───── DATA
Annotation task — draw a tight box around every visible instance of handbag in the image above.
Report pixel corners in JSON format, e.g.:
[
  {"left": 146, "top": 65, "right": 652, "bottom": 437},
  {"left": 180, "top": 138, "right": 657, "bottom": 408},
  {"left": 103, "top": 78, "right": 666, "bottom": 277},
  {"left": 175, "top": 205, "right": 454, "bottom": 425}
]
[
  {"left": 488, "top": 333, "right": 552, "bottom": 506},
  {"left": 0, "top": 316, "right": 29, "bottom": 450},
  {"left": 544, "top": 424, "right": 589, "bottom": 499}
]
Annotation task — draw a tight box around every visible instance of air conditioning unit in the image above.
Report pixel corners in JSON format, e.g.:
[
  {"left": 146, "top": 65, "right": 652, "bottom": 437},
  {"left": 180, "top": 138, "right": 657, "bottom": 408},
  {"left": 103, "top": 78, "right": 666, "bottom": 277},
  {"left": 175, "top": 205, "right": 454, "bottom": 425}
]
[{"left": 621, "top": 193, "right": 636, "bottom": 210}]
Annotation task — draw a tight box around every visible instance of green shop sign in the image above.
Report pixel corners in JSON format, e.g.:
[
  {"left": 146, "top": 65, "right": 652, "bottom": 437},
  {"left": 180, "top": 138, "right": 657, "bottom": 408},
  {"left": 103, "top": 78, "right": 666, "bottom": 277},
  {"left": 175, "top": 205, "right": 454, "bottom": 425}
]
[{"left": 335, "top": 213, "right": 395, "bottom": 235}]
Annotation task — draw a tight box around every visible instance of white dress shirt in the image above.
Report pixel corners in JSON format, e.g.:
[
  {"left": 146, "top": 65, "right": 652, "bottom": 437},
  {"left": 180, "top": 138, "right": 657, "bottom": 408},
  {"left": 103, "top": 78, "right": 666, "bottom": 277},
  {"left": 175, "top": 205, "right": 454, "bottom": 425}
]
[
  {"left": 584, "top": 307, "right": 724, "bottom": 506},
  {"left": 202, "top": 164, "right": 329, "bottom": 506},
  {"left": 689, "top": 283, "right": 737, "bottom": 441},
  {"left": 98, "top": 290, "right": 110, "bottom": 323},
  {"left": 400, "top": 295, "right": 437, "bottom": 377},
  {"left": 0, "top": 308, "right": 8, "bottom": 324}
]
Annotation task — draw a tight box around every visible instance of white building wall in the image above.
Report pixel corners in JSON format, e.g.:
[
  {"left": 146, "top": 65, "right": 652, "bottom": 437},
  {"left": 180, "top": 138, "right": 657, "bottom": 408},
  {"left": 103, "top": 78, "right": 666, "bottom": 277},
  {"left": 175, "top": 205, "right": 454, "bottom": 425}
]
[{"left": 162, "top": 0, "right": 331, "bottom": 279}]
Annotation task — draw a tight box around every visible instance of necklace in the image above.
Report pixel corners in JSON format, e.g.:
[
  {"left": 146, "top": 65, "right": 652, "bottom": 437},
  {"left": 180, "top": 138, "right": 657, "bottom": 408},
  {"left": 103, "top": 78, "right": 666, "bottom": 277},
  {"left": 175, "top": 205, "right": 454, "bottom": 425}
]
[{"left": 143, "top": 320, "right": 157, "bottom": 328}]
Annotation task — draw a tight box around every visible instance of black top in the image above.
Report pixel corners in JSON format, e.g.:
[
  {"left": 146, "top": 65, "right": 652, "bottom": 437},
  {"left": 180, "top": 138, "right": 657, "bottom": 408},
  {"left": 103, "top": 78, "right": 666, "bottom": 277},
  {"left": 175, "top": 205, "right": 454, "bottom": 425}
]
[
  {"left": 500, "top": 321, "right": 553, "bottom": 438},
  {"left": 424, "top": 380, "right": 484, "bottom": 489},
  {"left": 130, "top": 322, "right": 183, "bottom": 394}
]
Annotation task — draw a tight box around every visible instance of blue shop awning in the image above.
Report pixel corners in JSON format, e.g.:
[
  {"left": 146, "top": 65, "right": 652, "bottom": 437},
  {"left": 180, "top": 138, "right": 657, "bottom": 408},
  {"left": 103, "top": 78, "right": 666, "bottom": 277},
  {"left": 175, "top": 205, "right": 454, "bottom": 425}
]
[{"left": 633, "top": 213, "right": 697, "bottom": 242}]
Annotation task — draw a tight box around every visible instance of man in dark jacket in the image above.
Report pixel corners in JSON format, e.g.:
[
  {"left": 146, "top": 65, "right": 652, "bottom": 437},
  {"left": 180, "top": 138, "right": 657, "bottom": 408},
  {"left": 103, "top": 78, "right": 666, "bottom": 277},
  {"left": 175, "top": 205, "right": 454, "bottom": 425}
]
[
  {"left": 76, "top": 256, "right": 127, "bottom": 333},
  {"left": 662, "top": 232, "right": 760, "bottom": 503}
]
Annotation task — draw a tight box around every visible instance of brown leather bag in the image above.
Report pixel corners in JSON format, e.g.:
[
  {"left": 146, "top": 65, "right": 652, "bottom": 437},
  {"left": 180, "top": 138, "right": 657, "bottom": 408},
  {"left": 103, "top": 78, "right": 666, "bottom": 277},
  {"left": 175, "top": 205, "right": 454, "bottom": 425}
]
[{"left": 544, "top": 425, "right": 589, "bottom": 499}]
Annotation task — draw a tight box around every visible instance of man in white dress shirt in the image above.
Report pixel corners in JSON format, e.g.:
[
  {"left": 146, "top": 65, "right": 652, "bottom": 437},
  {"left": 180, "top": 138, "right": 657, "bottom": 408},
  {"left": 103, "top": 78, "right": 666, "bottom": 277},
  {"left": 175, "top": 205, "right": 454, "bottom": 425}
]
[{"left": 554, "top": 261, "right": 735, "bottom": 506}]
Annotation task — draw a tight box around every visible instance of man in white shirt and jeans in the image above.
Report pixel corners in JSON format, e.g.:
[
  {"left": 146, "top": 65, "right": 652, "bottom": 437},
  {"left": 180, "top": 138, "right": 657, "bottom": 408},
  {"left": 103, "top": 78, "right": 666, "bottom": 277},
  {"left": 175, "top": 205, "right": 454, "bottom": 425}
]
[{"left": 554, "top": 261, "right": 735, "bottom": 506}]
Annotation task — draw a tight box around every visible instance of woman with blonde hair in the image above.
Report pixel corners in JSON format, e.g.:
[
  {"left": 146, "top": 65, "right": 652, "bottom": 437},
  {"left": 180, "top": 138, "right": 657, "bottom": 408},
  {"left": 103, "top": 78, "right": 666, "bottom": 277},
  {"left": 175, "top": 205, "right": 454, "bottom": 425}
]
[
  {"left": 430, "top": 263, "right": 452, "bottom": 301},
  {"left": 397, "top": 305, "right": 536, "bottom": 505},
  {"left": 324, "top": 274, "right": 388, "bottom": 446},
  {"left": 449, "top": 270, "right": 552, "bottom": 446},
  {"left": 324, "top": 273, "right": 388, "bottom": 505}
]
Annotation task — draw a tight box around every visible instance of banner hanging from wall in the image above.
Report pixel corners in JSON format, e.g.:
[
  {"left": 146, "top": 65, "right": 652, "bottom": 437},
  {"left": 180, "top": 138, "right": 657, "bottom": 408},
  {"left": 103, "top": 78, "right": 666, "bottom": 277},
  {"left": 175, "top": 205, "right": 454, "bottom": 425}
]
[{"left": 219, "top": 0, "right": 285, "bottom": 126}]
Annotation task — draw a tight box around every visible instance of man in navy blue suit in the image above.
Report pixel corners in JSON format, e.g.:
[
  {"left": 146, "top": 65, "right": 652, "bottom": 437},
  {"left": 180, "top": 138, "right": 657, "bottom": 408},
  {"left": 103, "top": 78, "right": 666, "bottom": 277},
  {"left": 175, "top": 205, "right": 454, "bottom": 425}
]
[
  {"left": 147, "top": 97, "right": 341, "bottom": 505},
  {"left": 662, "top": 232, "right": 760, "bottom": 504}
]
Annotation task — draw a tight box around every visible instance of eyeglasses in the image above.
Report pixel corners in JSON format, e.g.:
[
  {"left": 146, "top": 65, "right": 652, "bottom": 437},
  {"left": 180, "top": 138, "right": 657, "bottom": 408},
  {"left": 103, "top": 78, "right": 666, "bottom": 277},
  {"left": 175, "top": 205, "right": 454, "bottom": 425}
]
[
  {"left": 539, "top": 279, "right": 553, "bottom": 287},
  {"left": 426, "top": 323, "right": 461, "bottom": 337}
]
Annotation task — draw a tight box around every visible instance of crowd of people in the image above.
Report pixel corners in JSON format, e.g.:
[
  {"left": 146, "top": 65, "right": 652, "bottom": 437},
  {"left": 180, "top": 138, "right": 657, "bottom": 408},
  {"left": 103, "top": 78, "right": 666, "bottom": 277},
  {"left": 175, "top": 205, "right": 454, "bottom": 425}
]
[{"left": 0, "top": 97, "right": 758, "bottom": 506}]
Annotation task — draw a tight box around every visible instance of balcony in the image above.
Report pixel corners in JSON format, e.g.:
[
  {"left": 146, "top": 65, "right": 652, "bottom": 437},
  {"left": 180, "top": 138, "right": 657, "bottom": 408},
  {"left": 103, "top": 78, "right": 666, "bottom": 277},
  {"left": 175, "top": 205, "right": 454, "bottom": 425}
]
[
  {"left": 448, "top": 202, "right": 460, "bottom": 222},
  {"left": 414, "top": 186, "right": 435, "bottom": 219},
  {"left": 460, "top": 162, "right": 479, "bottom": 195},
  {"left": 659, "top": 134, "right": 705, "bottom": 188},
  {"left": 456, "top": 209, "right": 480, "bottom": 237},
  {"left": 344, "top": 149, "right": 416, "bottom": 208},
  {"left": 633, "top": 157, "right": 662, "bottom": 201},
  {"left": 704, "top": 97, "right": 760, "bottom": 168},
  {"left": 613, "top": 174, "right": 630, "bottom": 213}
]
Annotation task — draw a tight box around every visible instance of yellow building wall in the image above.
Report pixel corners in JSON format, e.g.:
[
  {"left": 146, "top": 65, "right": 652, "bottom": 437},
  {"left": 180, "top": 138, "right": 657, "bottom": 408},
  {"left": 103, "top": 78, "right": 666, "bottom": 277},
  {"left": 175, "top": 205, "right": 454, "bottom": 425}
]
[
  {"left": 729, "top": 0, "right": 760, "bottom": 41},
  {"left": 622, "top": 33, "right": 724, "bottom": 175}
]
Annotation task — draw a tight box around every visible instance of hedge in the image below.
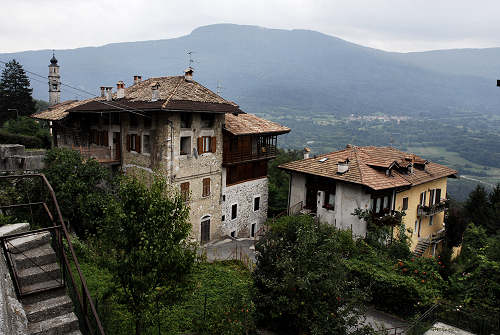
──────────
▶ **PROMPT**
When the entries above show the word "dress" in a line, copy that line out.

▶ **ANSWER SECTION**
Annotation task — draw a tight box around every visible instance of white dress shirt in the image above.
Annotation task — draw a tight box around every visible instance of man in white dress shirt in the image above.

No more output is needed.